━━ DOCUMENT SEGMENT
Chicago — Two Peoples Gas utility workers have been recognized for saving the lives and health of fellow Chicago citizens. Peoples Gas hosted an event to honor them for their heroic actions.

The workers, each a U.S. military veteran, happened upon scenes of extreme emergency while they were in the middle of routine job tasks. The separate incidents took place this summer, only one week apart from each other.

The first incident happened in Chicago’s Garfield Park neighborhood on May 15. Cesar Arreola-Sandoval, a Peoples Gas Utility Worker, was helping one final customer before his shift ended. He finished his work in the basement of an apartment building and when he came up the stairs, saw a man who lives in the building slumped over in the front entrance. The man was unconscious, not breathing and he had no pulse. Arreola-Sandoval immediately recognized the seriousness of the situation. While the building’s landlord called 911, Arreola-Sandoval gave the victim CPR until paramedics arrived. Before leaving for the hospital the paramedics gave Arreola-Sandoval a “thumbs up” out the ambulance window, a signal the man had been stabilized.
━━━━
━━ GIVEN INFORMATION
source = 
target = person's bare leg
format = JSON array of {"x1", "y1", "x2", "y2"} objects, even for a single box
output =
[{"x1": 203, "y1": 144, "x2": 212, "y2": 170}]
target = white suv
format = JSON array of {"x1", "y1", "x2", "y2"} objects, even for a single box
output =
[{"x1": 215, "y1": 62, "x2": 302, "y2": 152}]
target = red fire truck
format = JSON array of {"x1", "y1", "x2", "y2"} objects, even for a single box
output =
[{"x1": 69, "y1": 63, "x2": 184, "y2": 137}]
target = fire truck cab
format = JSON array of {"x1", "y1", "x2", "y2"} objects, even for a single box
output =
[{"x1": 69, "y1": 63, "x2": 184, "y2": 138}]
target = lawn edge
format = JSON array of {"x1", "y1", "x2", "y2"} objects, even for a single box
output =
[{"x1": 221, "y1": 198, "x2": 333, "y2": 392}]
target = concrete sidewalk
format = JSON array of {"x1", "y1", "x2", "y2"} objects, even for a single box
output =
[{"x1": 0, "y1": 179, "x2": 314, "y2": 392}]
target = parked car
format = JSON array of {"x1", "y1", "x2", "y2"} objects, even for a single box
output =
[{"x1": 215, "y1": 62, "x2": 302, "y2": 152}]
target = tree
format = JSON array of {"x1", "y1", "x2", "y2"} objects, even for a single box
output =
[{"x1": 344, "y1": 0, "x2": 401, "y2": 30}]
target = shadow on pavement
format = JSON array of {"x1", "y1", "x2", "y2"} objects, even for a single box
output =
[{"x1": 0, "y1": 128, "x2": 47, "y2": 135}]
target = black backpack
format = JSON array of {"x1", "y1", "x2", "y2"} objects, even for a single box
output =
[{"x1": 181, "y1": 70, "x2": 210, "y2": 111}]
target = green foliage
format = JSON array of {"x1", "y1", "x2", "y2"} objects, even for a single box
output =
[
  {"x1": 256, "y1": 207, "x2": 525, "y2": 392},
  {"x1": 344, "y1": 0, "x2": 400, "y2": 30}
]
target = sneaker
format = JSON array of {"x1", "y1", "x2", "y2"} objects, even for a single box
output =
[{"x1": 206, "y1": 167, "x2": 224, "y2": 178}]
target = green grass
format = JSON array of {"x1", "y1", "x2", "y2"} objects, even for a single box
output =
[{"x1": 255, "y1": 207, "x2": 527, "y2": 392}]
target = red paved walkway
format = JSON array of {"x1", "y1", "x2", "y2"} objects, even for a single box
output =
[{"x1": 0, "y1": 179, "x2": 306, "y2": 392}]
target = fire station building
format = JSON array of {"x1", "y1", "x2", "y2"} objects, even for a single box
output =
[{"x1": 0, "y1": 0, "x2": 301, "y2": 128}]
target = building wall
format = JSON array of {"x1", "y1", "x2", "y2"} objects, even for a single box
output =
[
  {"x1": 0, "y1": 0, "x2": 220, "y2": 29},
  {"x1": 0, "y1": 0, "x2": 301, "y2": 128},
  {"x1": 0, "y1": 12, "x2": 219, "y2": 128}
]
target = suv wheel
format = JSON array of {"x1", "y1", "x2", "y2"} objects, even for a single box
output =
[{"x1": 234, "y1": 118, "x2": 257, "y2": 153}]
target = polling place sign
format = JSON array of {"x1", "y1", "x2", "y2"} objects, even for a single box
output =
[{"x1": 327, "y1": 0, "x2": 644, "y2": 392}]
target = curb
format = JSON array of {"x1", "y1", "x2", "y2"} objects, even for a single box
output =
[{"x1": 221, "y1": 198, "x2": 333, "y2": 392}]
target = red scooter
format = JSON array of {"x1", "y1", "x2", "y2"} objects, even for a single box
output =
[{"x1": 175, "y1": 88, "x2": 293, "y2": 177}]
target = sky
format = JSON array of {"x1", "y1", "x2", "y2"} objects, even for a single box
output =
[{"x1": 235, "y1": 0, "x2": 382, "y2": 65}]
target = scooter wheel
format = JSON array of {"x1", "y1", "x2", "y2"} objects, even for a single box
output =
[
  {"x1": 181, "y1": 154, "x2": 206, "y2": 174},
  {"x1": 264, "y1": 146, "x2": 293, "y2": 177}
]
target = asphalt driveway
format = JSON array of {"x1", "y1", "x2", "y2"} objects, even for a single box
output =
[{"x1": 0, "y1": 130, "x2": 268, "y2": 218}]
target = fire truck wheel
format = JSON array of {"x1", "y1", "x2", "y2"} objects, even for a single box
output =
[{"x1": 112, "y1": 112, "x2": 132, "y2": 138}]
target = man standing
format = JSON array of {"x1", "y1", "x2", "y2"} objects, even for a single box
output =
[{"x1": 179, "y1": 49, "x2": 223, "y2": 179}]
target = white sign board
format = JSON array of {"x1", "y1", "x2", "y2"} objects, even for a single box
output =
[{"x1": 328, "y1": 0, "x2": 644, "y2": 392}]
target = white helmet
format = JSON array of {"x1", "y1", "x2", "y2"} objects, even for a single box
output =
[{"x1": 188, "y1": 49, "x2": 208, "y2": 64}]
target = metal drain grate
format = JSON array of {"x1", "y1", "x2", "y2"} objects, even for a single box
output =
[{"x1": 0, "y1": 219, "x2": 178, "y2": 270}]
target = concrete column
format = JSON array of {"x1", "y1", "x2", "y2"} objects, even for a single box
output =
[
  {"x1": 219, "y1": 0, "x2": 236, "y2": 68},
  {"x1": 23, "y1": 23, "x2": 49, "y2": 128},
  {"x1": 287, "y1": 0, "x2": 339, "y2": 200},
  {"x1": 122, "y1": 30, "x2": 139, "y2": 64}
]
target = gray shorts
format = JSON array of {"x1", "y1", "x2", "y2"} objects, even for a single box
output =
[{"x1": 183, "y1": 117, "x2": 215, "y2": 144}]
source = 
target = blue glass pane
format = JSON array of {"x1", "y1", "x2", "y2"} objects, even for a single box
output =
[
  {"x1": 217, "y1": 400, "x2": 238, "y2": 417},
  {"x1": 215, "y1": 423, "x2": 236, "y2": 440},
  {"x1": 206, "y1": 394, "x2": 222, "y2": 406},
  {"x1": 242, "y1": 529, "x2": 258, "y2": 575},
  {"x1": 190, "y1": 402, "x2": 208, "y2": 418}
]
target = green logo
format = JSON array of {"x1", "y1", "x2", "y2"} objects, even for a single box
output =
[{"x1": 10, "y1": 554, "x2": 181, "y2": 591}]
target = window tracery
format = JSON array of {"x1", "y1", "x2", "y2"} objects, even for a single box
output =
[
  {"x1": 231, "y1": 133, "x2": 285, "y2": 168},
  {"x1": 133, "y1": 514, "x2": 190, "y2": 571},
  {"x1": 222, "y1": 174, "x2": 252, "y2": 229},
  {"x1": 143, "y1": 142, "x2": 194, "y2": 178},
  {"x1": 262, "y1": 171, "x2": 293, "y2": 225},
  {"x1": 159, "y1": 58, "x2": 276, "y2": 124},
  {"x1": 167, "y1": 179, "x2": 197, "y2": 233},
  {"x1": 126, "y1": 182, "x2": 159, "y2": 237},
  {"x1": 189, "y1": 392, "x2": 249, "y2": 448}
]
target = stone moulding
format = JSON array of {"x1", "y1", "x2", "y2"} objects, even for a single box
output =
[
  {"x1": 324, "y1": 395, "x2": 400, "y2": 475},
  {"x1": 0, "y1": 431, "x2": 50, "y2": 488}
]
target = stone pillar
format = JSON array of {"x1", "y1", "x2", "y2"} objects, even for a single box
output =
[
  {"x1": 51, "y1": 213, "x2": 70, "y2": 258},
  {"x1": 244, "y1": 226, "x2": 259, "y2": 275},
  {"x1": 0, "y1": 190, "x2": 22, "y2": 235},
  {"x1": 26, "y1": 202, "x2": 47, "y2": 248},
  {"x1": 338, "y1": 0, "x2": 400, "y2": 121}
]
━━━━
▶ [QUESTIONS TO ANSWER]:
[A] In the article about the honored Peoples Gas workers, what was the paramedics' "thumbs up" out the ambulance window meant to tell Arreola-Sandoval? Answer in one or two sentences.
[B] Write the next part of the article about the two Peoples Gas workers honored for saving lives.

▶ [PER-TASK ANSWERS]:
[A] The paramedics' "thumbs up" out the ambulance window was a signal to Arreola-Sandoval that the man had been stabilized.

[B]
After the victim came home from the hospital, Arreola-Sandoval went to check on him. He says the man told him he saved his life.

“He said it was a blessing from God that I was at the right place at the right time,” Arreola-Sandoval said.

The very next week, Peoples Gas Utility Worker Dominique Westbrook was driving to a routine job on Chicago’s southwest side when she sprang into action. At the intersection of Western Ave. and 87th St., she came upon a chaotic scene where an SUV was flipped on its side after being hit by another vehicle. A woman and man were stuck inside the SUV.

Onlookers were rocking the vehicle back and forth to try to get it upright. They meant to help, but Westbrook knew their actions could be dangerous. The harsh movements of the vehicle further risked injury to the couple inside. Westbrook also noticed the man in the vehicle had his arm hanging out a window. She knew his arm could be crushed if the vehicle landed the wrong way.

She took charge.

“Sergeant Westbrook kicked in,” she said.

Westbrook directed the group to stop rocking the SUV. She then went inside the vehicle and helped the couple get out. She made sure they got to a safe spot outside, and she waited with them for paramedics to arrive. The couple was okay.

“Peoples Gas has a culture of safety, putting people first, and serving our communities. I’m glad I was able put that into action to help people,” Westbrook said at the event in her and Arreola-Sandoval’s honor.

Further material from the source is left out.